──────── Provided text ────────

Another 3 banks in the US failed on Friday, bringing the total to 98 for the year. Next weekend will see triple figures.  The FDIC is running out of money and bringing forward fees the banks have to pay.  The next problem for banks is that commercial loans are failing at an alarming rate.  Home foreclosures are still at or near record levels.  There is fear about what will happen to home sales when the first homeowners grant of $8,000 ends in November.

On Thursday the initial unemployed number came in higher than expected at 551,000. Over half a million people have lost their jobs in only one week.  On Friday the non-farm payrolls also came in higher than expected with 263,000 jobs disappearing, and the “official” unemployment rate climbing to 9.8%  Everybody might be saying the recession is over but in reality it will not be over until jobs are created, not lost, and unemployment starts falling.

Lazarus is alive and well

This rally is getting to the ridiculous stage. There was a net loss for the week when I last wrote, but that has been overtaken for the markets to reach new highs for the year.  We have the expiry of the September futures and options tomorrow and we could see the start of a correction next week, but don’t hold your breath.

So what is causing this irrational exuberance in the face of the highest unemployment rate since 1982, falling house prices, record foreclosures etc,etc?

Everyone is talking up the market.  Bernanke came out this week and said that the recession is “very likely” over, so of course the market went up.  The US dollar is tanking, gold is soaring, CPI is increasing, wages reducing, yet all is well!  It is the old story, you can fool some of the people some of the time, but you can’t fool all the people all the time.  Lets look below the “robust figures”.

This week retail sales surprised to the up side, increasing 2.7%.  But how much of this was due to the FED’s various stimulus packages?  One commentator says 100% of the increase is due to the FED.  The two biggest factors have been the “cash for clunkers” and the “first home owners grant”.  I was reading an article this morning where a couple received their $8,000 grant and went out and bought a new leather couch, table and chairs, a new bed for their new apartment.  Would they have even bought the place without the grant, if they did it is unlikely they would have spent that extra $8,000.

The cash for clunkers has ended, the first home owners grant is due to finish in November, but already there are calls for it to be extended for another six months. Forty percent of home sales are going to first home owners. The big question is how many people would have bought a new car or house without the FED giving them money to do it?  It will be interesting to see the vehicle sales figures now the cash for clunkers has ended.

──────── Provided entries ────────

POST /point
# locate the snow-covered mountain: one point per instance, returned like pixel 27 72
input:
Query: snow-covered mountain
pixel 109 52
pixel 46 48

────────

Given instruction 1 =
Answer these questions about the post on US banks and markets, one line each:
(a) After Friday's failures, how many US banks had failed for the year?
(b) What figure does the post give for the "official" unemployment rate?
(c) By what percentage did retail sales rise this week?
Given instruction 2 = Format every line of the records in Block 1 as a Markdown table with the columns No. and Record line, numbering the rows and leaving out any blank lines.

Exercise answer 1 =
(a) 98
(b) 9.8%
(c) 2.7%

Exercise answer 2 =
| No. | Record line |
|---|---|
| 1 | POST /point |
| 2 | # locate the snow-covered mountain: one point per instance, returned like pixel 27 72 |
| 3 | input: |
| 4 | Query: snow-covered mountain |
| 5 | pixel 109 52 |
| 6 | pixel 46 48 |